Most experts I know who think about the long-term health of Medicare are increasingly frustrated about the current debate over adding a drug benefit to the program. Whether they are liberal or conservative, they see crucial issues getting lost in partisan noise and short-term reelection maneuvering.
Although I agree with President Bush's broad vision for Medicare, there is no getting away from the fact that his failure to exercise proper leadership is largely to blame for the current sterile debate.
The leadership function of a president is critically important when it comes to sensitive and complex domestic policy, just as it is in foreign affairs and national security. It's up to him to crystallize national issues, especially when deeply held values are involved and when today's needs must be weighed against future costs. If the president fails to clarify the national agenda, he leaves the door open to political grandstanding and a special-interest free-for-all - as we're now experiencing with Medicare.
For all his faults, President Clinton understood this. He told Americans his presidency would be a "bridge to the 21st century," a preparation for future realities. He launched what amounted to a national town hall meeting on needed Social Security reforms. And, on Medicare, he assembled a national commission to build support for a "third way" restructuring of the program. It was a tragedy that his personal and political problems caused him to pull the plug on that effort.
Bush says he wants to give seniors choice in their coverage, improve Medicare overall and strengthen its financial foundation. But so far he has failed to draw lawmakers and the public into a national discussion about exactly how - and if - we can make that happen. Instead he places himself safely on the sidelines, allowing "the process" on Capitol Hill to unfold - or as cynics might put it, embracing "send me a bill and I'll sign it" leadership.
--
TASKS TO CARRY OUT:
[1] In the Medicare commentary, what did President Clinton assemble on Medicare?
[2] Write out the stretch of the Medicare commentary from "Although I agree" through "experiencing with Medicare." word for word.
[3] Carry the Medicare commentary forward, picking up after its final sentence.
--
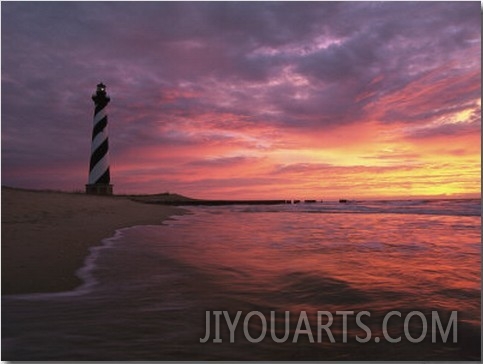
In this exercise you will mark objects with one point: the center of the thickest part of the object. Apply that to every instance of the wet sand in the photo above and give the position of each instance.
(47, 235)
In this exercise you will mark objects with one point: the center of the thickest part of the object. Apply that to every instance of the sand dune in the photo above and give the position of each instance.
(46, 235)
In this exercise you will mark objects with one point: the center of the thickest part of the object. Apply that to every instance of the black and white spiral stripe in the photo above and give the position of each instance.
(99, 164)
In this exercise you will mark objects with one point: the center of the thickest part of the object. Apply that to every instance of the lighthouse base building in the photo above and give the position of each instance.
(99, 174)
(99, 189)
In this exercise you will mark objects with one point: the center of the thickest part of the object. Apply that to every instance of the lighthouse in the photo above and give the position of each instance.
(99, 175)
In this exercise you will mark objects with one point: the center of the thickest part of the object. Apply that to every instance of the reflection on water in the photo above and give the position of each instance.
(155, 285)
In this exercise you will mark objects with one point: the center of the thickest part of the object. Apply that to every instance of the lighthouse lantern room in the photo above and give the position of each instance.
(99, 174)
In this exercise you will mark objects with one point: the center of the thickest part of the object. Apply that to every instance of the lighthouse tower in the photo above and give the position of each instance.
(99, 176)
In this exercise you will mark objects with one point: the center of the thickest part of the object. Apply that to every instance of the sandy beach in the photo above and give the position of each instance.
(47, 235)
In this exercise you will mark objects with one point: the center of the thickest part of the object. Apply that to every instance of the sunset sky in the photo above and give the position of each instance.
(246, 99)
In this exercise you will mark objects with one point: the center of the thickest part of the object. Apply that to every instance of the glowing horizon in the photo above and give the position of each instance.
(247, 100)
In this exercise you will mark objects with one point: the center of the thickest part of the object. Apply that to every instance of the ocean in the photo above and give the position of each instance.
(150, 292)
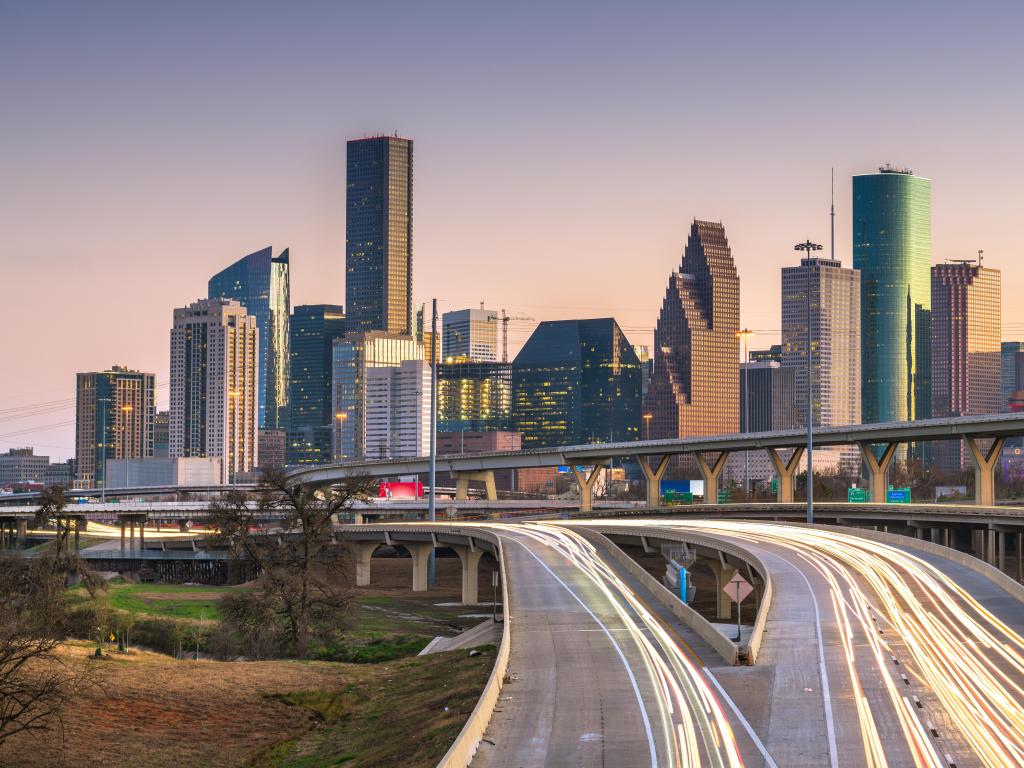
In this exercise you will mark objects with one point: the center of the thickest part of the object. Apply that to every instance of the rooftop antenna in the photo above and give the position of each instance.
(833, 214)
--
TASK ANSWERS:
[1] A national commission to build support for a "third way" restructuring of the program.

[2]
Although I agree with President Bush's broad vision for Medicare, there is no getting away from the fact that his failure to exercise proper leadership is largely to blame for the current sterile debate.
The leadership function of a president is critically important when it comes to sensitive and complex domestic policy, just as it is in foreign affairs and national security. It's up to him to crystallize national issues, especially when deeply held values are involved and when today's needs must be weighed against future costs. If the president fails to clarify the national agenda, he leaves the door open to political grandstanding and a special-interest free-for-all - as we're now experiencing with Medicare.

[3]
The problem - as decades of congressional bickering have amply demonstrated - is that Congress is not a forum for conducting a thoughtful national discussion designed to build support for painful decisions. Legislators necessarily pay attention to local and short-term interests.
But sooner or later, fundamental questions must be faced.
For example, can we add a new benefit to a program that even now cannot be sustained without huge transfers of money from our children and grandchildren? It's no secret that the 10-year cost of a new drug benefit (supposedly $400 billion) is peanuts compared with the staggering unfunded costs Medicare faces once the baby boomers start to collect benefits. Have we the right to saddle our grandchildren with an enormous new obligation?
Is it morally and financially responsible to continue to promise roughly equal Medicare benefits to both rich and poor? Should a retired Bill Gates be guaranteed the same benefits as everyone else, when many seniors with modest incomes, even with a drug benefit, would not be able to afford adequate care?
Sen. Ted Kennedy (D-Mass.) threatened to filibuster any drug benefit proposal if rich people were asked to pay more or get less. The president should use his bully pulpit to force Kennedy to make a case to the American people for this curious position and let the people respond.
And the president ought to ask Americans whether detailed Medicare benefits should be designed by legislators who know little about medicine and are under pressure from the health industry and voter groups. Maybe we would get a better Medicare package if Congress could only vote up or down on a proposal developed by an expert panel. Or why not devise a way to let seniors select the range of benefits they want - as members of Congress do for their own coverage?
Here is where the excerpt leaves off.